[Task to carry out]:
In the passage below on safe drinking water in India, retype the portion that begins at the words "Almost 200 million" and stops after the words "growth and development.".

[Excerpted passage]:
= = =

The right to water is really the right to life and livelihood. Just as we cannot live without water, a country cannot survive if it is water-stressed. This resource determines our future, and acts as a driving force for economic growth.
Even today, India admits to not being able to provide safe drinking water to more than half the country’s population. Poor sanitation and unsafe drinking water account for a substantial part of the disease burden in India, contributing to diarrhea, cholera, typhoid and jaundice.
We have successfully installed a BioSand Water Filter in a local elementary school where clean water is a big issue. There are more than 150 children studying at the school. In the village, children were drinking water directly from a handpump where the water was highly contaminated. We are sure that the BioSand Water Filter will help them to have clean water and a better health. A safe water supply is backbone of a healthy economy, yet it woefully under prioritized, globally.
It is estimated that waterborne diseases have an economic burden of approximately 600 million USD a year in India. This is especially true for drought and flood prone areas, which affected a third of the nation in the past couple of years.
When families do not have a safe and reliable water source, preferably direct to their home, then it is often women and children that are responsible for collecting water. School attendance in India decreases when children are required to spend hours collecting water. A 22 per cent increase in school drop-out rates has been reported in drought-affected states.
Almost 200 million students are enrolled in elementary government schools in India. It is important to ensure that these students are provided with safe and potable water to avoid the risk of bacterial infections that lead to conditions like diarrhea. Studies have shown that early childhood diarrhea is linked to absenteeism in schools, malnutrition, and even stunted growth and development.

= = =

Collected data entries

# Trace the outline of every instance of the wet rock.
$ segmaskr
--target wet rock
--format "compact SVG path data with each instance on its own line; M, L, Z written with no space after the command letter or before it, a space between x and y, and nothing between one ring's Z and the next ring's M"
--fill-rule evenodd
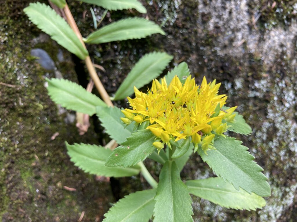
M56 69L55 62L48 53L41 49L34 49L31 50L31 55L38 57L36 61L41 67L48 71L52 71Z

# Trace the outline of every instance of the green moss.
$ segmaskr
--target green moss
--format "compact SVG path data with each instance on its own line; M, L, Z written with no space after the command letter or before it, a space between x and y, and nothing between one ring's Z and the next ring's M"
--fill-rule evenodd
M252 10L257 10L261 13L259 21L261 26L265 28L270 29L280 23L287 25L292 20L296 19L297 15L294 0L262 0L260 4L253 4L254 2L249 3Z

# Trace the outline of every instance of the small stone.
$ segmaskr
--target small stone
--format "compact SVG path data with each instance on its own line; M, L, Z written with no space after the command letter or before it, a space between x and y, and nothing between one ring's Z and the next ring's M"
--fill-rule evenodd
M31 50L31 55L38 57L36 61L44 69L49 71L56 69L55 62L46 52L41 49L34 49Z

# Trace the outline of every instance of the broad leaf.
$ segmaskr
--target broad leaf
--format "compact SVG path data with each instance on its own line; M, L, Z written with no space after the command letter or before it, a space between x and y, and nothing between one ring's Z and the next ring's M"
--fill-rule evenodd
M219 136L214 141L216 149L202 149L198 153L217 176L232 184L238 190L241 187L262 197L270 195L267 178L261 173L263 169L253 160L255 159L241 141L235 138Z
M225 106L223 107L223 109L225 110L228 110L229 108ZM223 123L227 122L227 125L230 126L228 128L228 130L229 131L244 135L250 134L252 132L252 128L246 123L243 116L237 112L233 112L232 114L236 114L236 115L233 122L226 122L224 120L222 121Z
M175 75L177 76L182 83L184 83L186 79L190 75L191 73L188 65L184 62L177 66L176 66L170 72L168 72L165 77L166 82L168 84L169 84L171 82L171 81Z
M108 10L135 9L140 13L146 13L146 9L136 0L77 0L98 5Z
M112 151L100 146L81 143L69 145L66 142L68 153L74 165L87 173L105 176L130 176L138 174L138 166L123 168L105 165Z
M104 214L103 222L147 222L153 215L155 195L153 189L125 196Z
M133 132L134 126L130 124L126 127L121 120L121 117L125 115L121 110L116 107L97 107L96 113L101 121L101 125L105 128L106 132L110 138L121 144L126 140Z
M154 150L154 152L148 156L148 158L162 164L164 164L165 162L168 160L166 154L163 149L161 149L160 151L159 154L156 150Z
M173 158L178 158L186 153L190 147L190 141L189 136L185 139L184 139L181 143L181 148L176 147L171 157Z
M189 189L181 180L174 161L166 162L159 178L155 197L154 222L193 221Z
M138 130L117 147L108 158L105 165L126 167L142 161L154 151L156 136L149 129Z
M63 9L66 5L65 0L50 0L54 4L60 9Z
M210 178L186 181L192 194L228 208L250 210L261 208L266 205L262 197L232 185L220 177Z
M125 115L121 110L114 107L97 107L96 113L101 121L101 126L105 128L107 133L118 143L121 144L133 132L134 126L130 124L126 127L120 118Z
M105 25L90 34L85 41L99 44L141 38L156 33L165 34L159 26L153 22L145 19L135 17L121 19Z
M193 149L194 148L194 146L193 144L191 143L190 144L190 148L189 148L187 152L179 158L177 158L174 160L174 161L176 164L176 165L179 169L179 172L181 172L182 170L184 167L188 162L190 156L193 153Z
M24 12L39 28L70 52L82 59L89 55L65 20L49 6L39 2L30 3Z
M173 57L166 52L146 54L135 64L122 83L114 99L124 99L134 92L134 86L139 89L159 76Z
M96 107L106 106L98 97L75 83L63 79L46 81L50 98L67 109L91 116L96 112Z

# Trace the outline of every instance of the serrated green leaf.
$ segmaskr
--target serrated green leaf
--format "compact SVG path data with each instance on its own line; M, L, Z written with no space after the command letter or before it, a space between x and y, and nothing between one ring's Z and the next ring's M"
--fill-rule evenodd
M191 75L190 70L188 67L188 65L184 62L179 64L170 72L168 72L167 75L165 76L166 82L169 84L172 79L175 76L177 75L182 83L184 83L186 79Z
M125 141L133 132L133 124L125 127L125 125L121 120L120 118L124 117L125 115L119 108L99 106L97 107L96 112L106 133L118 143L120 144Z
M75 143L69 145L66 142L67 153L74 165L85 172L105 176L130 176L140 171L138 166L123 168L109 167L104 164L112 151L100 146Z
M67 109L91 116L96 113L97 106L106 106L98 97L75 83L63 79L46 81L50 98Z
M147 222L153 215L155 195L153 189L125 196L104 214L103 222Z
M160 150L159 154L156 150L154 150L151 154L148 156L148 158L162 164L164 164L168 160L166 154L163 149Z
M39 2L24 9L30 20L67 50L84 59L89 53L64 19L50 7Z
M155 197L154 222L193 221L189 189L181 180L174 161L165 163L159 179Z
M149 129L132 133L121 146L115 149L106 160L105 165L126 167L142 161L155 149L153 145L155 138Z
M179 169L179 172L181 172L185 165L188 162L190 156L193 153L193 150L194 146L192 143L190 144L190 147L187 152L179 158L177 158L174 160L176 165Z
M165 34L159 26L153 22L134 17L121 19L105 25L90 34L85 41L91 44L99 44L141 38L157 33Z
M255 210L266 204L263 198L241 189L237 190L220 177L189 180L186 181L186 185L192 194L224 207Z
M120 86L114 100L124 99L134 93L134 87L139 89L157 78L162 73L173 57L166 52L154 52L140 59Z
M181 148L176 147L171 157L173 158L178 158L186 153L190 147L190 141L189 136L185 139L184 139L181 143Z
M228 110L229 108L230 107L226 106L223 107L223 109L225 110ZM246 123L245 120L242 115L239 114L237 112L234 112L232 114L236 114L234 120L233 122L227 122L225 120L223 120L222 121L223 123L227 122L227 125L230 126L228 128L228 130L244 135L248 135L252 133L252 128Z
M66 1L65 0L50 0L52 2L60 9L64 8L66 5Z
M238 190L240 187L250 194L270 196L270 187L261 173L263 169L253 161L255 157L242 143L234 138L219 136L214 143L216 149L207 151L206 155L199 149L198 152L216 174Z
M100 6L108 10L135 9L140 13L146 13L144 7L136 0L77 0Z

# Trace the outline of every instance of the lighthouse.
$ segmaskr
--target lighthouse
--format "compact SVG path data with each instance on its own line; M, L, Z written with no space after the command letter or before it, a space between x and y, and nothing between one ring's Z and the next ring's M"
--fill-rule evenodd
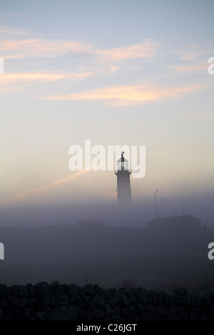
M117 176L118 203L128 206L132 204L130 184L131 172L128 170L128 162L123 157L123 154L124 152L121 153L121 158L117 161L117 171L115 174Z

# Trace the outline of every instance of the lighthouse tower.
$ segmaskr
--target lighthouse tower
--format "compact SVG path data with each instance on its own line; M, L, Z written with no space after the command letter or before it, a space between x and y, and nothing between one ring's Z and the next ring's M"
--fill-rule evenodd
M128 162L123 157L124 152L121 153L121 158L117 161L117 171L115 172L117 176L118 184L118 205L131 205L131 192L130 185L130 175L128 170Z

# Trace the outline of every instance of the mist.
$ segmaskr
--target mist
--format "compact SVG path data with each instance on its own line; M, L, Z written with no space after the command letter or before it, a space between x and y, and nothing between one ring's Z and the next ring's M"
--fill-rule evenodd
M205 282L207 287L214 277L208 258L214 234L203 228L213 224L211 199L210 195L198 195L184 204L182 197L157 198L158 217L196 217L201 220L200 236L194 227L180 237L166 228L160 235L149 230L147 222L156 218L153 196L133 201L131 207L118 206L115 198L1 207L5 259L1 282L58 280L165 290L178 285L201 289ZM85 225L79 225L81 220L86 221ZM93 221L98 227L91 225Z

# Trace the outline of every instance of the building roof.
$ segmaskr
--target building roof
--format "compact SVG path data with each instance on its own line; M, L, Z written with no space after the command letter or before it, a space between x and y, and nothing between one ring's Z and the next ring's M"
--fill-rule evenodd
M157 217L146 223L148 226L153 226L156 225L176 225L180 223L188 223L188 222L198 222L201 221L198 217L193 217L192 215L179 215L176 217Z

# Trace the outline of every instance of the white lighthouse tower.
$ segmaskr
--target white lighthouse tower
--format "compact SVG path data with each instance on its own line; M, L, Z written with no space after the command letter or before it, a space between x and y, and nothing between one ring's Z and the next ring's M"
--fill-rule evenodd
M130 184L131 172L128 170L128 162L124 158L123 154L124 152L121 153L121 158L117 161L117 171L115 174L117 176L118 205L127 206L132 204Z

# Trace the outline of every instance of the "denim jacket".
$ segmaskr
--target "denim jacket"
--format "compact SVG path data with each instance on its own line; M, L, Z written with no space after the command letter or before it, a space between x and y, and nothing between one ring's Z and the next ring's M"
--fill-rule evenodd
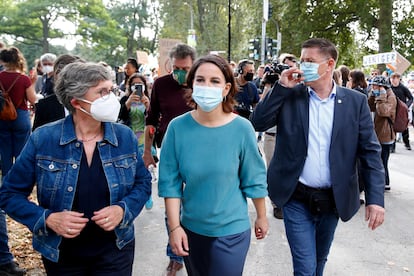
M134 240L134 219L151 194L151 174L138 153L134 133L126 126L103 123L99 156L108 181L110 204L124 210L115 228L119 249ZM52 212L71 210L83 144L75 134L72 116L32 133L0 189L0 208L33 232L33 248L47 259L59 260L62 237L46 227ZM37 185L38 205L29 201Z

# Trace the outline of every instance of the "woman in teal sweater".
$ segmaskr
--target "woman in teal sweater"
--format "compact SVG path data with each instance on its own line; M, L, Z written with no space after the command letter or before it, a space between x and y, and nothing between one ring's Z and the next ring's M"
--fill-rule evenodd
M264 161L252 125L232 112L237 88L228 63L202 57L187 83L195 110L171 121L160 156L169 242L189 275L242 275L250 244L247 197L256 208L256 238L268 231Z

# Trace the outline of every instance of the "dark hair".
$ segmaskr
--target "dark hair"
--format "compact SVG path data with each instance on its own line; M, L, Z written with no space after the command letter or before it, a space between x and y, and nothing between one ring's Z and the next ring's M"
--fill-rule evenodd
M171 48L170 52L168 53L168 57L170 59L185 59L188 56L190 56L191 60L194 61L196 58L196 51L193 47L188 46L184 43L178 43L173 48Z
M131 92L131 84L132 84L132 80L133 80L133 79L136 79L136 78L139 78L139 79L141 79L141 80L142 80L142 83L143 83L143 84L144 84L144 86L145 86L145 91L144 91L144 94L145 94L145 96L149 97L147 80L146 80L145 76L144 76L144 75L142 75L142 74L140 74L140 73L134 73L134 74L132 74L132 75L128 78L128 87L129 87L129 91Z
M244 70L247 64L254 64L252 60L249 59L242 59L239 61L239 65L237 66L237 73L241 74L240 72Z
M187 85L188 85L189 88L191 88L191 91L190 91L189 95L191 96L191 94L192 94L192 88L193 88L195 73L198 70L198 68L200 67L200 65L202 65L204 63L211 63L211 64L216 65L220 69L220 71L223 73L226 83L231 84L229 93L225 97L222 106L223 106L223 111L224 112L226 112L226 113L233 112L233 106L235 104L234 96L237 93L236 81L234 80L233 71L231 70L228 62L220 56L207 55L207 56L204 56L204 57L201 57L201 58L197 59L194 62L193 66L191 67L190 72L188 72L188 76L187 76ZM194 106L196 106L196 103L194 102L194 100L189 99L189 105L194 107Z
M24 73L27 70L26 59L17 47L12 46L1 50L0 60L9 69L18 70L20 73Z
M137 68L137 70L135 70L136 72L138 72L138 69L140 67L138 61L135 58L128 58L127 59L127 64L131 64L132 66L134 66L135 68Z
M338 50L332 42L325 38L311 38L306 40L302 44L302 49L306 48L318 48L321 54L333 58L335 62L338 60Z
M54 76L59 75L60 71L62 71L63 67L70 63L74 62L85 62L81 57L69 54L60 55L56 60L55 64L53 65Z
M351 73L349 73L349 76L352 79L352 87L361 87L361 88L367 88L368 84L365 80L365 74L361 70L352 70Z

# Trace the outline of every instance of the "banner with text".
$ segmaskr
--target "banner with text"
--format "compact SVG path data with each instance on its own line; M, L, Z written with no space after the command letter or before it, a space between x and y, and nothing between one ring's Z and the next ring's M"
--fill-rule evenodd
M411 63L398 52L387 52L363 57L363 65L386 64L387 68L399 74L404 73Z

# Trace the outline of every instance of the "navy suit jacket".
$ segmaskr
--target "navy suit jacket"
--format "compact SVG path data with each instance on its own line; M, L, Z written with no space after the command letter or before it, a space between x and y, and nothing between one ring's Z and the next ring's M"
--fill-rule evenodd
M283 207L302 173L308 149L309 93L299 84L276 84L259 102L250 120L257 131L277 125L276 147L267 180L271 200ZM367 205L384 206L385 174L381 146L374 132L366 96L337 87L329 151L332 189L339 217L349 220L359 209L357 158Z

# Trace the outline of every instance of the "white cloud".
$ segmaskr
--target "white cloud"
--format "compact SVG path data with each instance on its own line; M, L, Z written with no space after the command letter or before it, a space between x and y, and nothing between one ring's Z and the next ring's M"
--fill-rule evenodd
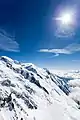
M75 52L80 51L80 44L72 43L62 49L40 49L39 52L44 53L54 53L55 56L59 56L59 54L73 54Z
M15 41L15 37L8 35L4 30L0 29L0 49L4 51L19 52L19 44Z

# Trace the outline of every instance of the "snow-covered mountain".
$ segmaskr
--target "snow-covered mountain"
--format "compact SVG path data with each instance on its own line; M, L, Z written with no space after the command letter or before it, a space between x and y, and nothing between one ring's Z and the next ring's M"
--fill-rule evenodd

= = =

[Response to the task]:
Almost 200 million students are enrolled in elementary government schools in India. It is important to ensure that these students are provided with safe and potable water to avoid the risk of bacterial infections that lead to conditions like diarrhea. Studies have shown that early childhood diarrhea is linked to absenteeism in schools, malnutrition, and even stunted growth and development.